▶ _Excerpt provided_:
━━━

A remarkable news story just came to light on Wednesday. As John Price, president and CEO of Houston-based Greffex Inc., told the Houston Business Journal that his company finished creating a coronavirus vaccine.
And the article states: “Greffex’s treatments use adenovirus-based vector vaccines, which are used to target various kinds of infectious diseases and cancers, according to research published in the peer reviewed journal Human Vaccines & Immunotherapeutics.”
Price added, “The trick in making a vaccine is can you scale the vaccine that you’ve made to be able to make a certain number of doses, can you test the vaccine quickly and efficiently and then can you get it into patients – and that’s where we have an edge as well on the other companies that are out there.”
While The New York Post printed: “If the vaccine wins government approval, Greffex will give it away for free to the hardest-hit countries.”
The company’s web site reads:
GreVac(TM) vaccines are based upon GREFFEX’s proprietary GreGT Genetic Engineering Technology as a fast and flexible plug-and-play vaccine architecture of fully deleted helper virus- independent adenoviral vectors of rare serotypes. The proprietary GreGT platform has been built upon two independently modifiable components to provide broad gene transfer applications.
The GreVac(TM) system incorporates versatility and speed to complement and ultimately change the present paradigm of immune protection against infectious diseases with a high eruption potential from the stockpiling of potential vaccine candidates to the just-in-time production of specific vaccines.
Beyond that, researchers from The University of Texas at Austin and the National Institutes of Health announced they had created the first 3D atomic scale map of the spike protein, the part of the coronavirus that infects human cells. While they indicated, “The atomic-level detail will enable the design and screening of small molecules with fusion-inhibiting potential. This information will support precision vaccine design and discovery of anti-viral therapeutics, accelerating medical countermeasure development.”

━━━

▶ _Exercise brief_:
Answer these questions from the vaccine news article:
1. In which city is Greffex Inc. based?
2. According to The New York Post, what will Greffex do if the vaccine wins government approval?
3. Which two institutions created the first 3D atomic scale map of the coronavirus spike protein?

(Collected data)
━━━

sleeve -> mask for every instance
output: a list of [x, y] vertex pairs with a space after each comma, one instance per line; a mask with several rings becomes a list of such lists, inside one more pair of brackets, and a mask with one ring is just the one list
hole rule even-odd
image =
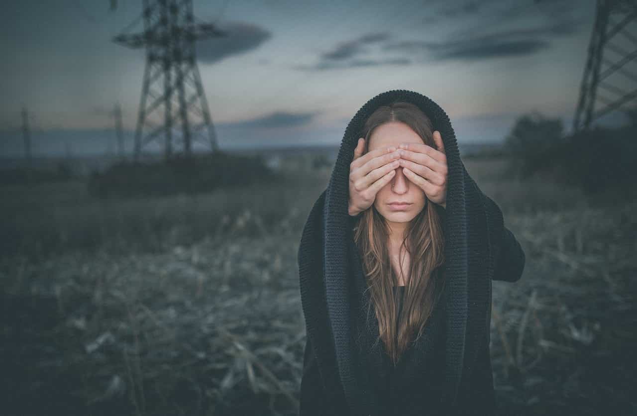
[[504, 225], [502, 212], [489, 197], [482, 194], [487, 213], [494, 257], [494, 280], [517, 282], [522, 277], [526, 257], [513, 233]]
[[306, 340], [299, 416], [323, 416], [329, 414], [325, 407], [327, 401], [323, 389], [323, 381], [310, 337], [306, 337]]

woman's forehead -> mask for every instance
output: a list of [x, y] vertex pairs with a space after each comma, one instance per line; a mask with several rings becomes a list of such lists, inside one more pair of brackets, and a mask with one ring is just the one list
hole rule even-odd
[[369, 136], [368, 150], [388, 146], [397, 147], [401, 143], [422, 143], [422, 139], [410, 127], [399, 122], [381, 124]]

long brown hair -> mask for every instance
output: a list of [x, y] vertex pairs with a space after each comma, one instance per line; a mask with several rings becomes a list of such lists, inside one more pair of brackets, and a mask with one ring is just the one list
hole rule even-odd
[[[396, 102], [379, 107], [367, 119], [360, 135], [365, 138], [363, 154], [368, 151], [369, 137], [374, 129], [390, 121], [406, 124], [426, 145], [436, 148], [429, 118], [413, 104]], [[403, 236], [402, 245], [411, 260], [409, 275], [405, 276], [400, 317], [397, 316], [398, 305], [392, 290], [392, 287], [397, 284], [398, 276], [392, 267], [387, 248], [389, 229], [385, 218], [372, 205], [361, 215], [354, 231], [354, 240], [367, 280], [367, 290], [369, 290], [378, 321], [379, 339], [382, 340], [394, 364], [410, 343], [415, 342], [422, 334], [425, 324], [444, 289], [443, 273], [440, 267], [444, 262], [441, 218], [435, 204], [426, 196], [425, 198], [424, 208], [410, 222]], [[402, 263], [402, 259], [399, 262]]]

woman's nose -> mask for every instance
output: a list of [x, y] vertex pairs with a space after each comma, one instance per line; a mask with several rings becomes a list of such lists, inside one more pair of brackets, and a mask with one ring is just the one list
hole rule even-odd
[[409, 189], [409, 180], [403, 173], [402, 168], [396, 168], [396, 175], [392, 185], [392, 190], [397, 194], [404, 194]]

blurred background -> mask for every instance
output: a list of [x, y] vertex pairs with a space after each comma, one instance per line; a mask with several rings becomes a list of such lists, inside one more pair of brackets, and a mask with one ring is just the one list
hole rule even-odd
[[3, 415], [294, 415], [345, 128], [432, 98], [526, 254], [506, 415], [635, 414], [637, 2], [3, 2]]

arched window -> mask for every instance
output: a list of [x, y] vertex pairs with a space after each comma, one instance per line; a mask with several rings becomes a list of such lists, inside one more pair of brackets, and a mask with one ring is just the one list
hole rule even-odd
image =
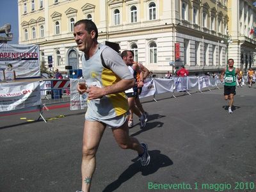
[[154, 2], [151, 2], [148, 5], [149, 20], [156, 19], [156, 7]]
[[43, 8], [44, 6], [44, 0], [40, 0], [40, 8]]
[[24, 4], [24, 13], [27, 13], [27, 4], [25, 3]]
[[137, 22], [137, 8], [132, 6], [131, 8], [131, 22]]
[[205, 12], [203, 13], [203, 27], [207, 27], [207, 14]]
[[56, 21], [55, 22], [55, 35], [60, 34], [60, 22]]
[[138, 46], [136, 44], [132, 44], [131, 45], [131, 51], [134, 54], [134, 60], [138, 62]]
[[70, 32], [74, 31], [74, 25], [75, 25], [75, 20], [74, 19], [74, 18], [71, 18], [70, 20]]
[[157, 48], [155, 42], [149, 45], [149, 58], [150, 63], [156, 63], [157, 58]]
[[87, 17], [86, 17], [86, 19], [89, 19], [89, 20], [92, 20], [92, 15], [91, 14], [88, 14]]
[[215, 30], [215, 17], [211, 17], [211, 29]]
[[188, 58], [189, 56], [189, 40], [184, 40], [184, 64], [186, 65], [188, 64]]
[[36, 28], [32, 28], [32, 38], [36, 38]]
[[28, 33], [27, 29], [24, 30], [24, 33], [25, 33], [25, 40], [28, 40]]
[[31, 1], [31, 11], [35, 11], [35, 0]]
[[120, 24], [120, 11], [118, 10], [115, 10], [114, 11], [114, 25]]
[[44, 52], [43, 51], [41, 52], [40, 60], [41, 60], [42, 62], [43, 62], [43, 63], [45, 63]]
[[197, 24], [197, 8], [195, 7], [193, 9], [193, 22]]
[[188, 20], [188, 13], [187, 13], [188, 4], [186, 3], [182, 3], [182, 19], [183, 20]]
[[44, 26], [40, 26], [40, 37], [44, 37]]
[[56, 56], [57, 66], [60, 66], [60, 65], [61, 56], [60, 56], [60, 52], [59, 50], [57, 50], [56, 51]]

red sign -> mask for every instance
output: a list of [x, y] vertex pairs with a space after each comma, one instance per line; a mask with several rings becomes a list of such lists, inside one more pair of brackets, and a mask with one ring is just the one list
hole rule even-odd
[[175, 43], [175, 60], [176, 61], [179, 61], [180, 60], [180, 44], [179, 43]]

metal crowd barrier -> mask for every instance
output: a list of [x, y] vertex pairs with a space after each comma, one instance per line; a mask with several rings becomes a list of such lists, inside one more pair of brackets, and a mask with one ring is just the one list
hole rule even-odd
[[40, 82], [40, 95], [42, 104], [70, 102], [70, 80], [43, 80]]

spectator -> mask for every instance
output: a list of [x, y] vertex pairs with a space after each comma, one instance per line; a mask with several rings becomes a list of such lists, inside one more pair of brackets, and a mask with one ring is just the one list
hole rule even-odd
[[153, 78], [153, 72], [152, 71], [149, 72], [149, 78]]
[[185, 69], [185, 67], [183, 65], [181, 68], [177, 72], [177, 76], [178, 77], [186, 77], [189, 75], [188, 70]]
[[61, 74], [59, 72], [59, 70], [58, 68], [55, 70], [55, 79], [63, 79], [63, 77], [62, 76]]

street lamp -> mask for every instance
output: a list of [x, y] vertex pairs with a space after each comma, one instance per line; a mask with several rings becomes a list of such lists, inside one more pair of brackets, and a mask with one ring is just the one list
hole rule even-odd
[[[227, 30], [227, 35], [226, 35], [226, 42], [227, 42], [227, 62], [228, 61], [228, 45], [230, 44], [233, 43], [232, 40], [232, 36], [231, 35], [228, 34], [228, 30]], [[224, 44], [224, 41], [221, 40], [220, 42], [221, 44]]]

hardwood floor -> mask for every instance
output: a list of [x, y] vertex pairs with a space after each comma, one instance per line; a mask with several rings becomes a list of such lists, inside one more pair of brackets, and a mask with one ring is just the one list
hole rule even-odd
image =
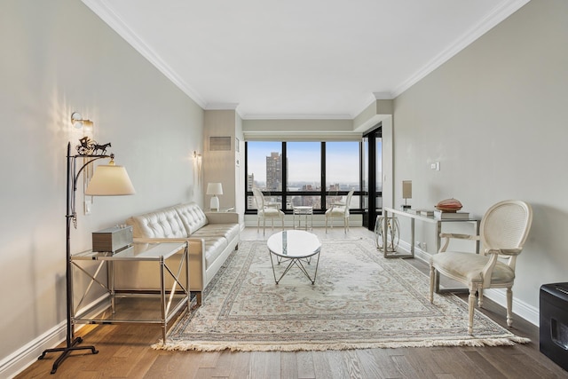
[[[343, 228], [320, 239], [344, 238]], [[269, 236], [267, 230], [266, 236]], [[371, 238], [351, 228], [348, 238]], [[247, 228], [243, 240], [263, 239]], [[410, 261], [424, 272], [422, 261]], [[464, 299], [465, 295], [461, 296]], [[505, 310], [485, 300], [485, 314], [505, 326]], [[99, 353], [75, 352], [53, 377], [59, 378], [568, 378], [568, 373], [539, 351], [539, 330], [516, 318], [513, 332], [531, 338], [526, 344], [500, 347], [365, 349], [337, 351], [195, 352], [164, 351], [149, 346], [161, 338], [159, 327], [86, 326], [77, 332]], [[17, 378], [50, 377], [57, 354], [33, 363]]]

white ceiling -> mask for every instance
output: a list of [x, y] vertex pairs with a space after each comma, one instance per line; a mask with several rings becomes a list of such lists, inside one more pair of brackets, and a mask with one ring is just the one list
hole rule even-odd
[[529, 0], [83, 0], [205, 109], [351, 119]]

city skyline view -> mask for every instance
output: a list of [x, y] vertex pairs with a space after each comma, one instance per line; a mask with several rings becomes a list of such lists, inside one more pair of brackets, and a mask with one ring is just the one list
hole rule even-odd
[[[254, 175], [255, 182], [266, 186], [266, 158], [273, 153], [281, 154], [281, 142], [248, 142], [247, 174]], [[381, 156], [380, 151], [377, 154]], [[287, 164], [289, 190], [304, 186], [321, 187], [320, 142], [287, 142]], [[359, 143], [326, 142], [326, 168], [327, 186], [335, 184], [359, 186]]]

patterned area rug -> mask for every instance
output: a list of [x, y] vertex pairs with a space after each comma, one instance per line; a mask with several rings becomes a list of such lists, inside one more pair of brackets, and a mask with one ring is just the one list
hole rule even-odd
[[[241, 241], [208, 286], [203, 305], [181, 318], [154, 349], [323, 351], [416, 346], [511, 345], [514, 336], [479, 312], [468, 335], [467, 304], [436, 295], [402, 259], [372, 241], [323, 241], [315, 284], [297, 268], [280, 281], [265, 241]], [[306, 265], [315, 269], [315, 262]], [[278, 272], [285, 265], [277, 265]], [[311, 272], [311, 274], [313, 271]]]

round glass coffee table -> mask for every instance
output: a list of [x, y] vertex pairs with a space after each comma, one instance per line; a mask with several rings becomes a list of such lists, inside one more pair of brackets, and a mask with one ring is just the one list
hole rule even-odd
[[[266, 244], [268, 251], [270, 251], [270, 261], [272, 264], [272, 273], [276, 284], [295, 265], [304, 272], [312, 284], [316, 282], [321, 242], [315, 234], [301, 230], [287, 230], [272, 234]], [[312, 265], [312, 258], [314, 256], [317, 256], [317, 259], [313, 278], [312, 278], [304, 265]], [[274, 259], [277, 265], [288, 263], [288, 266], [278, 279], [276, 279], [276, 271], [274, 270]]]

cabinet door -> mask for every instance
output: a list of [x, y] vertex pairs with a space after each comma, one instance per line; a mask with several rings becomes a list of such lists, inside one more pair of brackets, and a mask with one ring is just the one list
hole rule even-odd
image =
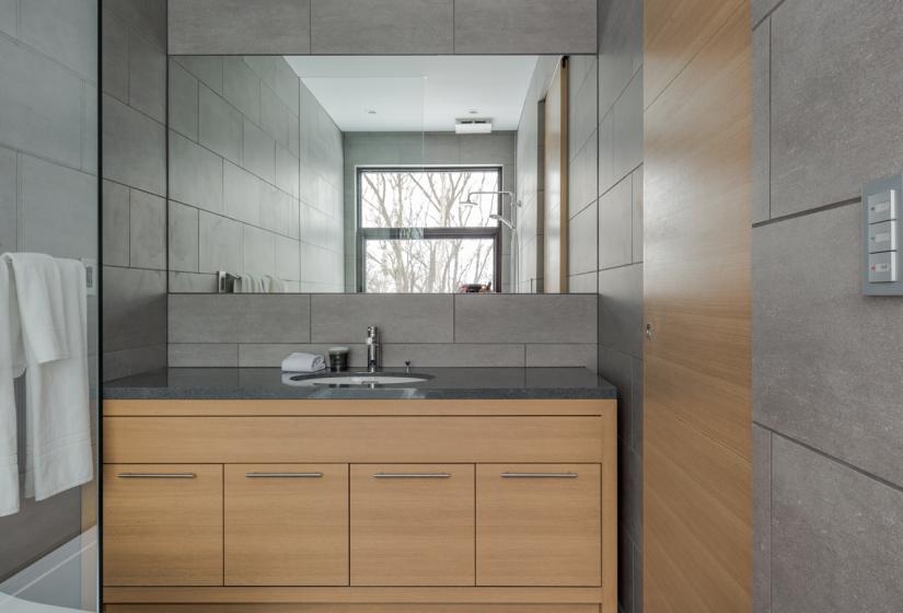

━━━

▶ _Result of the exercise_:
1. Houston.
2. Give it away for free to the hardest-hit countries.
3. The University of Texas at Austin and the National Institutes of Health.